**Raw data:**

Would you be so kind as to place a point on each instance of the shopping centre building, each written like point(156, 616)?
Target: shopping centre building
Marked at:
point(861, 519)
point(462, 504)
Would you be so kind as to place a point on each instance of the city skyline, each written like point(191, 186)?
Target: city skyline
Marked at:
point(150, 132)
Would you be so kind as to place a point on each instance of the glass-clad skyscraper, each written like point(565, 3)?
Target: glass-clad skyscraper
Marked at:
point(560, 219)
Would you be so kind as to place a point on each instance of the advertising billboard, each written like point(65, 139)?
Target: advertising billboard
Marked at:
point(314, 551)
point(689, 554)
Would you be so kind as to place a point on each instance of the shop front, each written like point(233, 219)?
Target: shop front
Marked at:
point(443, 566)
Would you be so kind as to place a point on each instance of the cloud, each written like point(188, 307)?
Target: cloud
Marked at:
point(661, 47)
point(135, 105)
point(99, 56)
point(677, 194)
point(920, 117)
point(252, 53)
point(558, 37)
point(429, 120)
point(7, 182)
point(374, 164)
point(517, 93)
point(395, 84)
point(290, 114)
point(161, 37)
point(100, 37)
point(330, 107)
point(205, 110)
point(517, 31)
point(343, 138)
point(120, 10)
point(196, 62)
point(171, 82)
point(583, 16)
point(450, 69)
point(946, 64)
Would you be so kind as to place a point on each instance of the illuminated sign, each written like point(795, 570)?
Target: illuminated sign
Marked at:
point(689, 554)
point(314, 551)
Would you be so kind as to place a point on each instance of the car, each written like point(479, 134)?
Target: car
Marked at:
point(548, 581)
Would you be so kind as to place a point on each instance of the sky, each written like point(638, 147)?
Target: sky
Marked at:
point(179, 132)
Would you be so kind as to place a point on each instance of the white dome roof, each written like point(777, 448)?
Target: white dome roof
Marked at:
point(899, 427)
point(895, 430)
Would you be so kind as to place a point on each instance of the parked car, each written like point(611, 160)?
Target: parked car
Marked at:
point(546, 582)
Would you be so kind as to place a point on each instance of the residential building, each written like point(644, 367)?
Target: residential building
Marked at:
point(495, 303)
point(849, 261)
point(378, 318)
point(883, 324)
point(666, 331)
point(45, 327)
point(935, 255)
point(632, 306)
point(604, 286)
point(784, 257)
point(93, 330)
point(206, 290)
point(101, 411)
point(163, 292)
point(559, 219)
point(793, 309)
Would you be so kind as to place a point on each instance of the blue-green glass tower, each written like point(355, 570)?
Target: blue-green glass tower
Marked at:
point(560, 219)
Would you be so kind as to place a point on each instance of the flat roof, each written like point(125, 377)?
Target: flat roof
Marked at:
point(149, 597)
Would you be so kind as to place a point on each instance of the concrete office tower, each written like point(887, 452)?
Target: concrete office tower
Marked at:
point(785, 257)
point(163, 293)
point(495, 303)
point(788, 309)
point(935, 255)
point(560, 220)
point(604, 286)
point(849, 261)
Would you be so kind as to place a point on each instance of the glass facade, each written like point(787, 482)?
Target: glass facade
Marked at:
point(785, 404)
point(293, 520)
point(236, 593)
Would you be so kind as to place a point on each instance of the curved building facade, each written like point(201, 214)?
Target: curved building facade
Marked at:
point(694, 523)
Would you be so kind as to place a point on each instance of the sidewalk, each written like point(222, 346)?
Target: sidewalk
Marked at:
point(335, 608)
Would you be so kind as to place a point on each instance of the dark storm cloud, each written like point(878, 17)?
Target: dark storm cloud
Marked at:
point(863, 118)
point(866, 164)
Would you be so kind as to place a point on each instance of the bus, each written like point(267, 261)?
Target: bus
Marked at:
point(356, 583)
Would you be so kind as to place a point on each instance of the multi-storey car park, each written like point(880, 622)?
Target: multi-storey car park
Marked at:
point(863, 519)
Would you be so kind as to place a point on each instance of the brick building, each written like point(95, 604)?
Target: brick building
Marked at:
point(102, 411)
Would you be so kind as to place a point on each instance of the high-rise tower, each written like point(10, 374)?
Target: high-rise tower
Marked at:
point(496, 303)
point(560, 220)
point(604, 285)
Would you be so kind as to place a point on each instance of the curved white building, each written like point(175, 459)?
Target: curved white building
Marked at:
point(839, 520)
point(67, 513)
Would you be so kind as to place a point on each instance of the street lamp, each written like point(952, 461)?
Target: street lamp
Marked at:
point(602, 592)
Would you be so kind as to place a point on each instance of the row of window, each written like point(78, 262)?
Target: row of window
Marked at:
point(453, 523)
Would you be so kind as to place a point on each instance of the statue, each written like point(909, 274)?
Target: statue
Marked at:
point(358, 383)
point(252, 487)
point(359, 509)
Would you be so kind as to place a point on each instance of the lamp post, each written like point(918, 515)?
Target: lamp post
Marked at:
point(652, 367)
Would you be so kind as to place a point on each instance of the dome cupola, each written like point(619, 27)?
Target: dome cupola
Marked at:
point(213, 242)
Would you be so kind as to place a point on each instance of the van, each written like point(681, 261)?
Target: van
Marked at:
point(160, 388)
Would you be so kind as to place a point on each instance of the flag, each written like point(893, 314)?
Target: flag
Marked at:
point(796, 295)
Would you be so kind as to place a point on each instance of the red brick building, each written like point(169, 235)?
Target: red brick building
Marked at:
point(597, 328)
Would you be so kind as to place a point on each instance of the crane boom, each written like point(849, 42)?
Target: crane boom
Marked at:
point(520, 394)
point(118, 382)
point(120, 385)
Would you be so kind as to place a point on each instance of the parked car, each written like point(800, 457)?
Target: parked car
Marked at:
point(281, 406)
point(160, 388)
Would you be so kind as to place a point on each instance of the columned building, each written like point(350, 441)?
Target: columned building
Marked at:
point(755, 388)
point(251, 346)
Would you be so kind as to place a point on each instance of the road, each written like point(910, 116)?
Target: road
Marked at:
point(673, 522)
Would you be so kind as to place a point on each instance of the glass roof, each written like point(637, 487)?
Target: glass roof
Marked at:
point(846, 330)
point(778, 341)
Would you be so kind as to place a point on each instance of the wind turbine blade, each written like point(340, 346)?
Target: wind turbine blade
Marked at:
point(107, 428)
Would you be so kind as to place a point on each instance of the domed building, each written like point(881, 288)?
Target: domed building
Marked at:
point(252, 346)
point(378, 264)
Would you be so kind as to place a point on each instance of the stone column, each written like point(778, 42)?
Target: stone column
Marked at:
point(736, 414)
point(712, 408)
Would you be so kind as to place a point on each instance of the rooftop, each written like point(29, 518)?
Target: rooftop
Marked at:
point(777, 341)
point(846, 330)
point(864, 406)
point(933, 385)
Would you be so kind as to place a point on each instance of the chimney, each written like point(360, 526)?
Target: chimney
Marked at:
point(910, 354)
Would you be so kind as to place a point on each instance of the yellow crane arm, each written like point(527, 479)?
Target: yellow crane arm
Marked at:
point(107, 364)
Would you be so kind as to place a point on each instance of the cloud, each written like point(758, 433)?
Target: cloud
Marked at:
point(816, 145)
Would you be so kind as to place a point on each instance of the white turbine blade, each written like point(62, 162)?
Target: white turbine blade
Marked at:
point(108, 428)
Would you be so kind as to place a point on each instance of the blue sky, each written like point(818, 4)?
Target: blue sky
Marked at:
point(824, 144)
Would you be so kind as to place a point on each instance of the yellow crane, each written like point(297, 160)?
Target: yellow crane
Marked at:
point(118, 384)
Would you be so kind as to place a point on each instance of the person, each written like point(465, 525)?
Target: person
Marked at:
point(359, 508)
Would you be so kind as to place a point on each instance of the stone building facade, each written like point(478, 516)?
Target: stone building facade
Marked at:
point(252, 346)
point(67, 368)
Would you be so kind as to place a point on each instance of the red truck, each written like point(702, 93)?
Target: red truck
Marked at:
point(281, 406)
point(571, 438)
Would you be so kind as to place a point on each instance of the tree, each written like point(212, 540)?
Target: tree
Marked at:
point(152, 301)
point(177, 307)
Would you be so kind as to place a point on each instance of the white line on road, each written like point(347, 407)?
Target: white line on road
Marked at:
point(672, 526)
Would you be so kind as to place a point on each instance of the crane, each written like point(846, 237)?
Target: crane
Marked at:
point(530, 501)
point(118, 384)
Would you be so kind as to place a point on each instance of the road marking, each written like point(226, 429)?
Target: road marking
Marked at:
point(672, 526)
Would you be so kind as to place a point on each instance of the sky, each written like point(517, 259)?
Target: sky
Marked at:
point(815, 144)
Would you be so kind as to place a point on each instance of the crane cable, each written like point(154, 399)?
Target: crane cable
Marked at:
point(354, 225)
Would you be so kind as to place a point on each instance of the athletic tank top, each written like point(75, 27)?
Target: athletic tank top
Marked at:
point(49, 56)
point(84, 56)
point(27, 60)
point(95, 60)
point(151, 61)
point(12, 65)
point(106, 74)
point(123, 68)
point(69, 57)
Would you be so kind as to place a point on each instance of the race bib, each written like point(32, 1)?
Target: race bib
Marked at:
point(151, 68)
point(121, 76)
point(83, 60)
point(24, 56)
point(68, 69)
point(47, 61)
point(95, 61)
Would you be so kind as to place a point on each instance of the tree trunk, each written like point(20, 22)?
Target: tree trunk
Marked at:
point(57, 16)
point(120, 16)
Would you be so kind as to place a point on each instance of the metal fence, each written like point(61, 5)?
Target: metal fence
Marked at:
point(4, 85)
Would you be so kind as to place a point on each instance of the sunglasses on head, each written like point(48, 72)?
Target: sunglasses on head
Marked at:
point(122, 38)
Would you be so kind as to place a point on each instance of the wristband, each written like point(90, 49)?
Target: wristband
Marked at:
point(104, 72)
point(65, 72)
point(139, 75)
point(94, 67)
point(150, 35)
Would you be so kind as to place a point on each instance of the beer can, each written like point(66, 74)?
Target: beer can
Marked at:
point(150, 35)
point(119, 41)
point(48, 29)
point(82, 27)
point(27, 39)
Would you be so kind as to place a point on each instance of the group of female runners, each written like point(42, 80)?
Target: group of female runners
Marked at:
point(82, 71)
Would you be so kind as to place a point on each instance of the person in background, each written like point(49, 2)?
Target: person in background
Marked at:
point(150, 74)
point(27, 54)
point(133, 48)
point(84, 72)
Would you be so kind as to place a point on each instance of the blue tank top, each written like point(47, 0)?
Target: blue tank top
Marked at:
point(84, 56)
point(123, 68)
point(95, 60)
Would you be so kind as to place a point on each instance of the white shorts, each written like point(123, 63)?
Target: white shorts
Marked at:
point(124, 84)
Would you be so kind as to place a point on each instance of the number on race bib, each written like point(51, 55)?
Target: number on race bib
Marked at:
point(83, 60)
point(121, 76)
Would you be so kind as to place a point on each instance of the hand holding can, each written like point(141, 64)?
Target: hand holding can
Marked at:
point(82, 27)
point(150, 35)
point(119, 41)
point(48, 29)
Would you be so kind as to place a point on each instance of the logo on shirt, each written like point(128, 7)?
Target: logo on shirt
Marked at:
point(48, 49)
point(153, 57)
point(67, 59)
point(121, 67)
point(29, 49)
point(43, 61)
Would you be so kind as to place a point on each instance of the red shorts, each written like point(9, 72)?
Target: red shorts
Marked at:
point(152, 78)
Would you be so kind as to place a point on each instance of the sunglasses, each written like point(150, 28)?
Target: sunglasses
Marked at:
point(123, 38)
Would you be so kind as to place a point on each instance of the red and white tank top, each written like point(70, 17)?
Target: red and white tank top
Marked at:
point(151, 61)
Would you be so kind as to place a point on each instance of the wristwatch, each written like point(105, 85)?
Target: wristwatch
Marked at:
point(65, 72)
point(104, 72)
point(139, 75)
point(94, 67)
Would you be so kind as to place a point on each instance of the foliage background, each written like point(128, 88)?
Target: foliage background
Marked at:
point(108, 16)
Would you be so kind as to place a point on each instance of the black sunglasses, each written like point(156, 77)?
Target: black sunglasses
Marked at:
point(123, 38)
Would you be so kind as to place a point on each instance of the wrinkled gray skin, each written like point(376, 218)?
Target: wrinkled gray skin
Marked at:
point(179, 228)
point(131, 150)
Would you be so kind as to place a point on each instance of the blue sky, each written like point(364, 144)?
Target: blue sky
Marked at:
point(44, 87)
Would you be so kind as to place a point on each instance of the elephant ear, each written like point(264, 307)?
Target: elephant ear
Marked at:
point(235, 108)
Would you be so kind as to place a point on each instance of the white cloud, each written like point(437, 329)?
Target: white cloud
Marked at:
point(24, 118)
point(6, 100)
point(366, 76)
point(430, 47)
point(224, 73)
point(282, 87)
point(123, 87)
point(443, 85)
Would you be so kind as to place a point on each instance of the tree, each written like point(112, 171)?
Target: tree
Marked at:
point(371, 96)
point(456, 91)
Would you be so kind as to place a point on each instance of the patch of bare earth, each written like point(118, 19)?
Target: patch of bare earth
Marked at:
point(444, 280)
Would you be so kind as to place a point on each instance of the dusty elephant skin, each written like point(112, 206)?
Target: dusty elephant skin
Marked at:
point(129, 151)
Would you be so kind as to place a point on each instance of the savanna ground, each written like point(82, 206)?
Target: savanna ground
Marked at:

**What is being asked:** Reproduce the lines from the one containing "like point(169, 235)?" through the one containing "point(378, 264)", inclusive, swapping "parked car" for "parked vehicle" and leaving everything else unchanged.

**Reply:**
Would you be so kind as to place a point on each instance of the red brick building, each written like point(169, 235)?
Target: red brick building
Marked at:
point(597, 328)
Would you be so kind as to place a point on each instance of the crane boom, each written like point(849, 42)?
Target: crane boom
Marked at:
point(520, 394)
point(118, 382)
point(120, 385)
Would you be so kind as to place a point on each instance of the parked vehicle, each written like point(800, 457)?
Target: parked vehicle
Marked at:
point(281, 406)
point(160, 388)
Would you be so kind as to place a point on each instance of the columned building, each written like point(350, 441)?
Target: columned building
Marked at:
point(755, 388)
point(251, 346)
Would you be so kind as to place a point on each instance of the road, each written like point(910, 116)?
Target: road
Marked at:
point(673, 522)
Would you be so kind as to place a point on each instance of the glass roof, each written like point(637, 487)?
Target: glass roof
Marked at:
point(846, 330)
point(778, 341)
Would you be so kind as to place a point on each instance of the wind turbine blade, each written like point(340, 346)?
Target: wind turbine blade
Marked at:
point(107, 428)
Would you be so kind as to place a point on each instance of the domed building, each written like point(881, 288)?
Target: domed building
Marked at:
point(252, 346)
point(378, 264)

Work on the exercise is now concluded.